SUPPLIED PASSAGE »
--- Begin ---
The funding formula determines how the provincial government distributes funding to individual universities.

Among other recommendations, OUSA’s submission criticizes the current formula for ignoring demographic shifts, failing to enhance differentiation and not reflecting true relative costs of education.

Speaking to the true cost of education, Semianiw believes that the province’s basic income units– which reflect the idea that the cost of educating different students in different programs varies– are out of date.

“A lot of the changes that we’ve seen in terms of how programs are getting funded isn’t so much reflective of the actual cost of the program,” said Semianiw.

“Institutions on an individual basis have found ways to transfer funds and make sure it’s working but from a provincial standpoint, that system needs to be re-evaluated.”

OUSA is also advocating for a higher proportion of the funding given to universities reserved for specific initiatives that enhance student life.

“I don’t want to throw any of the fine people who run universities under the bus, but it’s kind of no coincidence that the amount of money that’s spent on salaries and benefits is pretty much exactly the amount of money that the government doesn’t strictly set aside for other purposes,” said Madden.

“We want to add a little more accountability and transparency and limit the proportions that are unrestricted without being unreasonable.”

Madden noted that the current funding formula erroneously rewards enrolment growth, when in fact, the province has reached its peak enrolment rates and many universities are and will continue to be under-enrolled according to the principle.

Overall, like the province, OUSA wants to see a funding formula that is up to date with current demands and focuses on bettering the student experience.

The conversation on the province’s tuition framework, however, has not officially begun. The framework is due to be reviewed in the 2016-17 academic year, but Semianiw is attempting to lay the groundwork for the topic during his yearlong mandate.

“Universities are allowed to increase tuition three percent  on average [per year] per institution. Five percent for some programs. We want to see a fully funded freeze. We don’t want to see tuition keep increasing for students,” said Semianiw.

Madden says that the results of the funding formula consultation will have a direct impact on the tuition framework conversation.

“The funding formula is going to control the way funding flows. If it magically it gets more efficient, we can make an argument for lower tuition. If it constrains the amount of flexible money they have, then that’s going to impact their costs.”

Photo Credit: Spencer Nestico-Semianiw

By: Christine Chow

Whether it’s the continuous Facebook notifications, the Campus store queue that never seems to dwindle over the first week of September, or the throng of people glancing doggedly at their phones and then at each other outside of MUSC Starbucks, nothing says “new school year” quite like the painful business of buying textbooks, or the subsequent hassle of getting them off your hands.

Gone are the days of meaningless cost replacement values, where returning your badly battered textbook to the teacher at the end of the semester was all it took to pay your due. University is a whole different ball game, and when a brand new textbook can cost you anywhere from $50 to $200, you’re better off saving yourself some money and buying them used.

In most cases, this is true, so long as you take the proper precautions to ensure you’re buying the current edition, or, if you do the latter, that it won’t compromise your learning experience.

If you’re having difficulties dumping your books on someone else once you’re through with them, know that you’re not alone. In the evolutionary arms race between used textbook sales and store-bought copies, the odds are stacked against you.
--- End ---
MATERIAL PROVIDED »
--- Begin ---
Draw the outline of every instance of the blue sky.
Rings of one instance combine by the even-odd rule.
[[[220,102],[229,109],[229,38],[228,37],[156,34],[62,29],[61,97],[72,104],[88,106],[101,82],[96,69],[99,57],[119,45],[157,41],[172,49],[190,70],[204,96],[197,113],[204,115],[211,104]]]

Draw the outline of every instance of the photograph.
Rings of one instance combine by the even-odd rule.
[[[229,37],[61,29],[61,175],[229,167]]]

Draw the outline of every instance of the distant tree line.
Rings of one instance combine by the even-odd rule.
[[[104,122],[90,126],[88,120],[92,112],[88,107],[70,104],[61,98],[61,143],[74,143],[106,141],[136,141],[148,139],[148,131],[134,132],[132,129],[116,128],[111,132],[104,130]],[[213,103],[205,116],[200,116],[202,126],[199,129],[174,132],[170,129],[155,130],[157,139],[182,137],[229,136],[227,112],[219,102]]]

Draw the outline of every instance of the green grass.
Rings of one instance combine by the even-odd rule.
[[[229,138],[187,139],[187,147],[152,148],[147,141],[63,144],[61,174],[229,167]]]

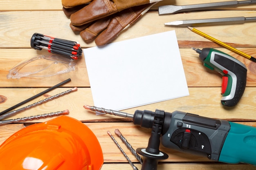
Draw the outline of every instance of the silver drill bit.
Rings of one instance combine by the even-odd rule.
[[[43,115],[39,115],[36,116],[31,116],[29,117],[25,117],[22,118],[17,118],[15,119],[10,119],[9,120],[0,121],[0,125],[11,124],[12,123],[17,123],[20,121],[25,121],[27,120],[32,120],[35,119],[45,118],[45,117],[52,117],[53,116],[60,116],[61,115],[67,115],[69,113],[68,110],[65,110],[57,112],[52,112],[49,113],[46,113]]]
[[[49,97],[45,99],[44,99],[43,100],[42,100],[41,101],[40,101],[38,102],[34,103],[33,104],[30,104],[29,105],[28,105],[27,106],[25,107],[24,107],[22,108],[21,108],[20,109],[16,110],[13,110],[11,112],[9,112],[7,113],[5,113],[4,115],[1,115],[1,116],[0,116],[0,120],[2,120],[4,118],[6,118],[7,117],[9,117],[10,116],[12,116],[13,115],[16,114],[17,113],[18,113],[20,112],[21,112],[25,110],[28,110],[29,109],[32,108],[33,108],[34,107],[36,106],[38,106],[39,105],[40,105],[41,104],[43,104],[43,103],[46,103],[46,102],[50,101],[50,100],[52,100],[54,99],[56,99],[58,97],[59,97],[61,96],[63,96],[65,95],[67,95],[67,94],[70,93],[71,92],[73,92],[74,91],[77,91],[77,87],[74,87],[74,88],[69,90],[68,91],[64,91],[63,92],[62,92],[61,93],[57,94],[56,95],[55,95],[54,96],[50,97]]]
[[[90,110],[92,111],[100,112],[103,113],[107,113],[110,115],[113,115],[123,117],[128,117],[132,119],[133,115],[126,113],[125,112],[120,112],[120,111],[113,110],[110,109],[106,109],[104,108],[99,108],[96,106],[91,106],[88,105],[84,105],[83,107],[85,109]]]
[[[130,144],[128,142],[126,139],[123,136],[121,132],[120,132],[118,129],[117,129],[115,130],[115,133],[117,135],[118,137],[121,139],[121,140],[124,142],[125,145],[127,147],[128,149],[132,153],[133,155],[136,158],[136,159],[140,162],[142,164],[143,162],[141,158],[137,154],[136,150],[133,149]]]
[[[133,163],[132,162],[131,160],[130,160],[130,159],[129,158],[128,156],[127,156],[127,155],[126,155],[126,154],[125,153],[125,152],[124,152],[123,149],[122,149],[122,148],[120,146],[120,145],[119,145],[119,144],[118,144],[118,143],[117,143],[117,141],[116,140],[116,139],[115,139],[115,138],[114,137],[112,136],[112,135],[111,135],[111,133],[110,133],[110,132],[109,131],[108,131],[107,132],[108,133],[108,135],[111,138],[113,141],[114,141],[114,142],[115,142],[115,143],[117,145],[117,147],[119,149],[119,150],[121,151],[121,152],[122,152],[124,156],[124,157],[125,157],[126,159],[127,159],[127,161],[128,161],[130,163],[130,164],[131,165],[131,166],[132,166],[132,168],[134,170],[138,170],[137,167],[136,167],[134,165]]]
[[[232,0],[181,6],[164,5],[158,7],[158,12],[159,15],[161,15],[192,11],[199,11],[227,7],[236,7],[238,5],[255,3],[256,3],[256,0],[244,0],[242,1]]]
--- End ---
WORK INSTRUCTIONS »
1. List every criticism of the current funding formula that the passage attributes to OUSA's submission.
2. According to the passage, by how much on average per year may universities increase tuition per institution?
3. Reproduce the passage between "Photo Credit: Spencer Nestico-Semianiw" and "buying them used.", inclusive.

SOLVED PROBLEMS »
1.
- Ignoring demographic shifts
- Failing to enhance differentiation
- Not reflecting true relative costs of education

2. Three percent.

3.
Photo Credit: Spencer Nestico-Semianiw

By: Christine Chow

Whether it’s the continuous Facebook notifications, the Campus store queue that never seems to dwindle over the first week of September, or the throng of people glancing doggedly at their phones and then at each other outside of MUSC Starbucks, nothing says “new school year” quite like the painful business of buying textbooks, or the subsequent hassle of getting them off your hands.

Gone are the days of meaningless cost replacement values, where returning your badly battered textbook to the teacher at the end of the semester was all it took to pay your due. University is a whole different ball game, and when a brand new textbook can cost you anywhere from $50 to $200, you’re better off saving yourself some money and buying them used.